=== DATA ROWS ===

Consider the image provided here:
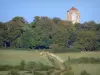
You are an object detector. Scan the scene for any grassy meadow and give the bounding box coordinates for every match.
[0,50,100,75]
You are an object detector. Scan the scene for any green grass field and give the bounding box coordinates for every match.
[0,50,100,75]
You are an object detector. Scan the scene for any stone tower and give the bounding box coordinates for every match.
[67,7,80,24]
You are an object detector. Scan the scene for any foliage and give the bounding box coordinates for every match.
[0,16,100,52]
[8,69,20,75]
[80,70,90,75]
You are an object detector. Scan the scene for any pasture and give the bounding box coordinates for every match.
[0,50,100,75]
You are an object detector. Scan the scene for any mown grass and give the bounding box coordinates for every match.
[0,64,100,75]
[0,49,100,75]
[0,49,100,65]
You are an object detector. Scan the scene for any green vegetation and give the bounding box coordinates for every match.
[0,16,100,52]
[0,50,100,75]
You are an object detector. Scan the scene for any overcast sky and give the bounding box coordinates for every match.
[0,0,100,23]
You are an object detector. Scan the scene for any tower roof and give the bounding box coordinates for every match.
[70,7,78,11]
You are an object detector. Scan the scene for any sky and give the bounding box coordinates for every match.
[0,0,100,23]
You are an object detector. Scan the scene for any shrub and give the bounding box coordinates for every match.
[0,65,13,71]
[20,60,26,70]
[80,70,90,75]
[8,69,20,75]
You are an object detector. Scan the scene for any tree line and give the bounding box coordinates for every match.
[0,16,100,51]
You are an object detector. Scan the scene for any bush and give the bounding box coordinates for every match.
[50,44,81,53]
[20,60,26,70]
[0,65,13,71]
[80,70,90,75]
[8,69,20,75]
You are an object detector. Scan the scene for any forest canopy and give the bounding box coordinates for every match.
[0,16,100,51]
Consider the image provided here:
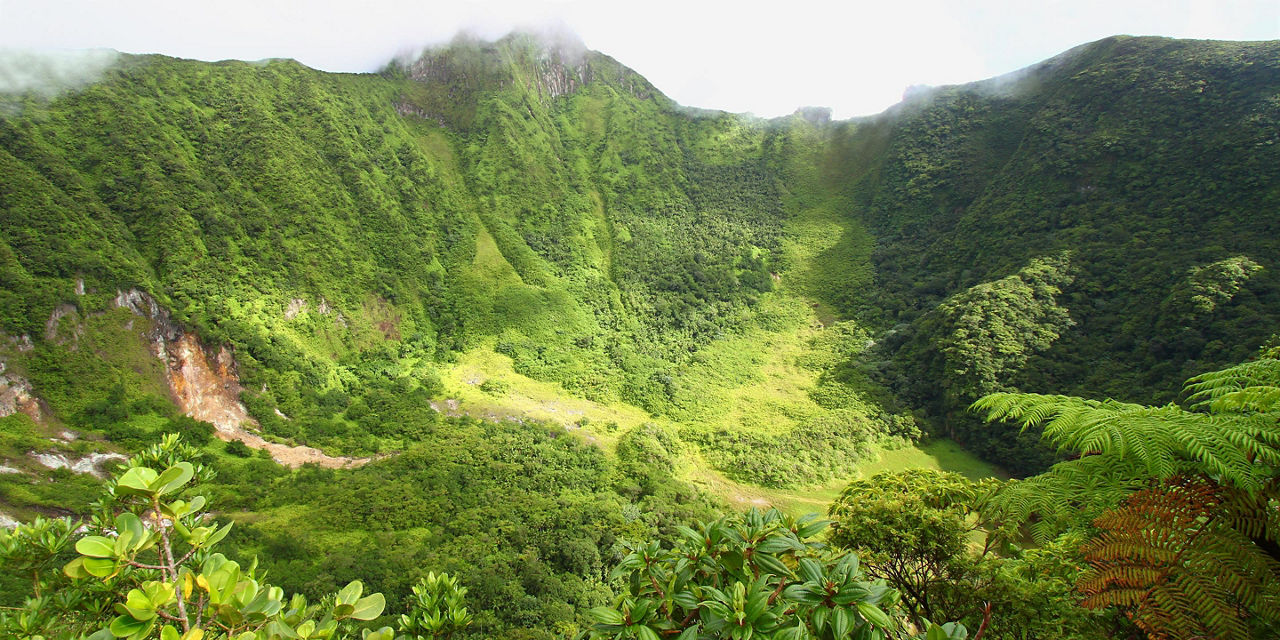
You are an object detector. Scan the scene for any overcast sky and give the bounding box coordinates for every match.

===

REQUIRED WORK
Reproduce the material word for word, from the line containing "You are an object detector. Scan the scene for any sky" through the end of the material, and leave out the pictures.

WRITTEN SOLUTION
You are an object detector. Scan the scene for any sky and give the bounding box coordinates for every match.
[0,0,100,23]
You are an object detector. Scan the scene for any shrub and give the bounding box coordinates for every match.
[0,65,13,71]
[20,60,26,70]
[80,70,90,75]
[8,69,20,75]
You are an object detector. Scan the scene for any tree line and give the bounding box coordinates for every match.
[0,16,100,51]
You are an object detector. Scan the scene for any bush and give the bounding box coordinates for every match.
[50,44,81,53]
[20,60,26,70]
[0,65,13,71]
[80,70,90,75]
[8,69,20,75]
You are an object detector. Scan the scene for any forest canopy and give the bounding box coordinates for every match.
[0,16,100,51]
Consider the image provided here:
You are an object detector. Scan the scene for any overcast sky and give the bounding box coordinates for every match.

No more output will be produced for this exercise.